** Opening Selected excerpt block **

These ladies’ criminally hot mugshots are going viral on Twitter
Looking this good should be a crime.
A Twitter account that posts the charges and photos of women who look criminally attractive in their mugshots has racked up nearly 200,000 followers. And while having a photo featured on the page may seem like a dubious honor, the man behind it says he’s been inundated with wannabe felon fatales begging for him to post their pics.
“A lot of people send me their own mugshots — I get probably 15 to 20 plus [direct messages] a day of different ones,” the creator of Mugshawtys, 24-year-old electrician Josh Jeffery, tells The Post. “A lot of what I post is submissions.”
Women beg him to rep their record, Jeffery says, hoping to get cash and boost their followings by appearing as a Mugshawty.
“They definitely want some kind of exposure,” he says, adding that many Shawtys ask him to shout-out their Twitter handle or crowdfunding account, in some cases, to help them raise bail.
Jeffery, who’s based in California, says he personally doesn’t want to profit from the account. He calls websites that charge to take down mugshots “insane” and “the most f – – ked up thing I’ve ever heard.”
If a Mugshawty ever asks for her photo to be taken down, he complies immediately.

** Closing Selected excerpt block **
** Opening Available data block **

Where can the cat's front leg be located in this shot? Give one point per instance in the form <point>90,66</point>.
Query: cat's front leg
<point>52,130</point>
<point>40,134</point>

** Closing Available data block **

Exercises:
**A.** In the Mugshawtys article, why do women send Jeffery their mugshots and ask him to post them? Answer in one to three sentences.
**B.** Does each statement agree with the Mugshawtys article? Answer yes or no for each and quote the words from the article that decide it.
(i) Jeffery works as an electrician and is based in California.
(ii) Jeffery charges women who want their photo taken down.
(iii) Jeffery gets only a few direct messages a week.
**C.** Please write the next part of the Mugshawtys article, beginning right after its last sentence.

Solved problems:
**A.** They hope to get cash and grow their followings by appearing as a Mugshawty. Many ask him to shout out their Twitter handle or crowdfunding account, in some cases to help them raise bail.

**B.**
(i) Yes: "24-year-old electrician Josh Jeffery" and "Jeffery, who’s based in California"
(ii) No: "If a Mugshawty ever asks for her photo to be taken down, he complies immediately."
(iii) No: "I get probably 15 to 20 plus [direct messages] a day of different ones"

**C.**
“If there’s anybody that doesn’t want their picture on there, I take it down with no questions asked,” he says. But requests for a shout-out or to post a mug are much more frequent than asks for the pics to be removed. And the most frequent request comes in the comments, where men often ask for a Shawty’s social media handle.
“I don’t put information out there if the [women] don’t want it,” Jeffery clarifies.
Still, he receives a lot of backlash from people who don’t like the idea of a social media account dedicated to the promotion of ogling women, or that it celebrates crimes such as DUIs, battery or even attempted murder.
“I get random people all the time sayin’ ‘oh, this isn’t right.’ I can see where they’re coming from,” he says. While the account is a passion project currently making him no money, he says he’s looked into charities that benefit those in the criminal justice system, in case it ever does.
His amassed following makes maintaining the Twitter — and an Instagram page — much easier than it initially was, when he began Mugshawtys in 2016.
“When I first started, I was going through these databases and doing all the work myself, copy and pasting everything,” he says.
In the process of collecting smokin’ hot mugshots, he’s also learned a good deal about American law enforcement.
“Our justice system is a joke,” he says, noting that he often sees women charged with felonies for offenses — frequently in relation to marijuana — which hardly seem criminal to him. And, he finds that the US is unique in having such easily accessible mugshots.
“I think the US is the only country where there’s a public mugshot database,” he says. “I’ve posted some international mugshots, too, but every one of those the person sent me.”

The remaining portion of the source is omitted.